---------- Given data ----------
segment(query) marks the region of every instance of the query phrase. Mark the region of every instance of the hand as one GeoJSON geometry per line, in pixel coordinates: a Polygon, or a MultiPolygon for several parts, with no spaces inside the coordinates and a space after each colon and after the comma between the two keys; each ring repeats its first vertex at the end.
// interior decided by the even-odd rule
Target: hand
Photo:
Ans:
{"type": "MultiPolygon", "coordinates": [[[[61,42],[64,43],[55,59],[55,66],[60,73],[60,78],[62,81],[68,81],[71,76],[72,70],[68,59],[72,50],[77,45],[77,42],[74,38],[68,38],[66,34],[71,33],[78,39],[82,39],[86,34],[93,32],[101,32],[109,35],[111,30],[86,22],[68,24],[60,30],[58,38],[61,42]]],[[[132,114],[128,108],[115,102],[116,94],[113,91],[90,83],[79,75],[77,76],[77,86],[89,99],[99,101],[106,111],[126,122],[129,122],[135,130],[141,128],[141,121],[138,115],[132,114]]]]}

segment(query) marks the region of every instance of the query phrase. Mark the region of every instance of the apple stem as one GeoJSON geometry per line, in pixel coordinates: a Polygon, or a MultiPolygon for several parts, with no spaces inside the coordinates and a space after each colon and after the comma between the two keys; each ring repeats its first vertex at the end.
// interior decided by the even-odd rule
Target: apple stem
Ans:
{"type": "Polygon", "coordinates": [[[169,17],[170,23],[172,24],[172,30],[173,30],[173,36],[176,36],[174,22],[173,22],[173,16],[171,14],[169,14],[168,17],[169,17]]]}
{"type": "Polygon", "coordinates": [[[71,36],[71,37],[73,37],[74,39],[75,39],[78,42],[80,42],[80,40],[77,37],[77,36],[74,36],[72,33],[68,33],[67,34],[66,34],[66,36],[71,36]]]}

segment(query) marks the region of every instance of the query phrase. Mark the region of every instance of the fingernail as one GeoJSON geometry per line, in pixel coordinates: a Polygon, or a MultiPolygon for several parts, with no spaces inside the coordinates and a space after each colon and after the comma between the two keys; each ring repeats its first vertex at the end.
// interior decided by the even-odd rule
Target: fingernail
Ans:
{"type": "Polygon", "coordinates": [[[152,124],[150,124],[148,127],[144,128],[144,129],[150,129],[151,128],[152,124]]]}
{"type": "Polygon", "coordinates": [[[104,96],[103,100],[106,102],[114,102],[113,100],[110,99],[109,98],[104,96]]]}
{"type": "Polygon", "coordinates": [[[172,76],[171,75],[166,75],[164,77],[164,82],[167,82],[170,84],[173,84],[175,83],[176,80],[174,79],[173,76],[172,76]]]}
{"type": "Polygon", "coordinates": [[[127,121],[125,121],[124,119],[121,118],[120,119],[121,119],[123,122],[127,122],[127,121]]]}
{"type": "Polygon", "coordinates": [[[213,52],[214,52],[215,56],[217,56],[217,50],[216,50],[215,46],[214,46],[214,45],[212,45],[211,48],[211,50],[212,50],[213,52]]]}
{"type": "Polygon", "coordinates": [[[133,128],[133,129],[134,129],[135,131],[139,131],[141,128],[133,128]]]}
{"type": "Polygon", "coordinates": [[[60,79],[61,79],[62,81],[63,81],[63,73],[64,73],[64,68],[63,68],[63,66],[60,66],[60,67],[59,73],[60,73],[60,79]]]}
----------
## Required task
Print the entire listing above again, reproducing every line without any change.

## Task response
segment(query) marks the region of every instance of the query phrase. Mark the region of every instance of the hand as one GeoJSON geometry per line, in pixel coordinates: a Polygon, or a MultiPolygon for several parts, with no spaces inside the coordinates and a space after each colon and after the comma between the two keys; each ring repeats its first vertex at the end.
// interior decided by the even-odd rule
Target: hand
Photo:
Ans:
{"type": "MultiPolygon", "coordinates": [[[[61,42],[64,43],[55,59],[55,66],[60,73],[60,78],[62,81],[68,81],[71,76],[72,70],[68,59],[72,50],[77,45],[77,42],[74,38],[68,38],[66,34],[71,33],[78,39],[82,39],[86,34],[93,32],[101,32],[109,35],[111,30],[86,22],[68,24],[60,30],[58,38],[61,42]]],[[[132,114],[128,108],[115,102],[116,94],[113,91],[90,83],[79,75],[77,76],[77,86],[89,99],[99,101],[106,111],[126,122],[129,122],[135,130],[141,128],[141,121],[138,115],[132,114]]]]}

segment(query) marks the region of every instance of the query phrase. Mark the region of every instance of the apple stem as one GeoJSON geometry per line, in pixel coordinates: a Polygon, or a MultiPolygon for several parts, with no spaces inside the coordinates and a space after each colon and after the comma between the two keys; each ring repeats its first vertex at the end.
// interior decided by the even-odd rule
Target: apple stem
Ans:
{"type": "Polygon", "coordinates": [[[169,17],[170,23],[172,24],[172,30],[173,30],[173,36],[176,36],[174,22],[173,22],[173,16],[171,14],[169,14],[168,17],[169,17]]]}
{"type": "Polygon", "coordinates": [[[71,36],[71,37],[73,37],[74,39],[75,39],[78,42],[80,42],[80,40],[77,37],[77,36],[74,36],[72,33],[68,33],[67,34],[66,34],[66,36],[71,36]]]}

segment(query) marks the region of every instance of the query phrase. Mark the region of every instance of the fingernail as one GeoJSON geometry per line, in pixel coordinates: a Polygon, or a MultiPolygon for several parts, with no spaces inside the coordinates and a space after each colon and after the comma between the two keys; each ring repeats its first vertex at the end.
// interior decided by the even-odd rule
Target: fingernail
Ans:
{"type": "Polygon", "coordinates": [[[152,124],[150,124],[148,127],[144,128],[144,129],[150,129],[151,128],[152,124]]]}
{"type": "Polygon", "coordinates": [[[104,96],[103,100],[106,102],[114,102],[113,100],[110,99],[109,98],[104,96]]]}
{"type": "Polygon", "coordinates": [[[172,76],[171,75],[166,75],[164,77],[164,82],[167,82],[170,84],[173,84],[175,83],[176,80],[174,79],[173,76],[172,76]]]}
{"type": "Polygon", "coordinates": [[[127,121],[125,121],[124,119],[121,118],[120,119],[121,119],[123,122],[127,122],[127,121]]]}
{"type": "Polygon", "coordinates": [[[213,52],[214,52],[215,56],[217,56],[217,50],[216,50],[215,46],[214,46],[214,45],[212,45],[211,48],[211,50],[212,50],[213,52]]]}
{"type": "Polygon", "coordinates": [[[133,128],[133,129],[134,129],[135,131],[139,131],[141,128],[133,128]]]}
{"type": "Polygon", "coordinates": [[[60,79],[61,79],[62,81],[63,81],[63,73],[64,73],[64,68],[63,68],[63,66],[60,66],[60,67],[59,73],[60,73],[60,79]]]}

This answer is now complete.